**Problems and tasks:**
**a.** Copy a passage from the review of Going Home, At Your Age?, beginning at the words "I loved the" and stopping after the words "such as these.".
**b.** Pick up the review of Going Home, At Your Age? after its final sentence and continue writing it.

Going Home, At Your Age? A Better Late Romance by Jacqueline Diamond

Going Home, At Your Age? A Better Late Romance by Jacqueline Diamond
Sisters, Lovers & Second Chances Book 3
Publisher: K. Loren Wilson
Genre: Romance, Contemporary
Rating: 4 Stars
Reviewed by Astilbe

Her hidden past is about to explode!

Sara returns to her hometown for Christmas, to face her sisters—and the man she left behind—with a stunning secret. The baby she gave up for adoption years ago is having her own baby, and wants her to be the grandma.

Young, pregnant and feeling abandoned, Sara rebelled against everyone she knew, including the man she secretly loved. Now, about to celebrate her 50th birthday, can she finally claim the family that should have been hers, right old wrongs, and find the home she believed lost forever?

It’s never too late to fall in love.

I loved the realistic and nuanced way the narrator handled the adoption storyline. Adoption can be a complex topic even under the best circumstances. Some of the most interesting scenes to me were the ones that explored Sara’s memories of the past and the lifelong grief she felt at not being able to raise her daughter while still believing that choosing adoption was ultimately the right decision for both of them. It was also fascinating to see how Sara and Melina created their relationship once they were reunited. Of course sharing DNA with someone is part of what makes a family, but the emotional intimacy and deep bonds between a parent and child need to be slowly built up over time in cases such as these.

There were some times when I struggled to keep track of the large cast of characters even though I was already familiar with the majority of them. It would have been helpful for me as a reader to dive more deeply into the lives of a smaller number of characters instead of getting brief updates on everyone. In my opinion, there simply wasn’t enough space to show character development in most cases due to how many folks the narrator needed to reintroduce to the audience and explain what, if anything, had changed in their lives since she’d last seen them.

**Data:**
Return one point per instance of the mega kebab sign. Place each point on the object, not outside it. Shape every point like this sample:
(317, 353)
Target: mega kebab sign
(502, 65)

**Results for the exercise:**
**a.**
I loved the realistic and nuanced way the narrator handled the adoption storyline. Adoption can be a complex topic even under the best circumstances. Some of the most interesting scenes to me were the ones that explored Sara’s memories of the past and the lifelong grief she felt at not being able to raise her daughter while still believing that choosing adoption was ultimately the right decision for both of them. It was also fascinating to see how Sara and Melina created their relationship once they were reunited. Of course sharing DNA with someone is part of what makes a family, but the emotional intimacy and deep bonds between a parent and child need to be slowly built up over time in cases such as these.

**b.**
Just like in Don’t Be Silly! At My Age?, Ms. Diamond once again captured the essence of small-town life perfectly. Most of the characters had known each other for decades, and their shared histories popped up in all sorts of delightful ways. Sometimes old grudges resurfaced, while in other scenes they briefly remembered funny or touching moments from their youth that still affected how they interacted with each other in the present. I also appreciated the author’s willingness to explore the difficult portions of being surrounded by folks who have known each other since childhood. For example, it’s more difficult for people to reinvent themselves when they are constantly reminded of choices, they made many years ago. This is one of many reasons why I enjoy these characters so much, and I’m curious to see what might happen to them next if more is written about them.

This is the third instalment in a series. It can be read as a standalone work, but I’d wholeheartedly recommend going back and checking out the first two books if you enjoy this one and want to dig deeper into the backstory.

Going Home, At Your Age? was a heartwarming read.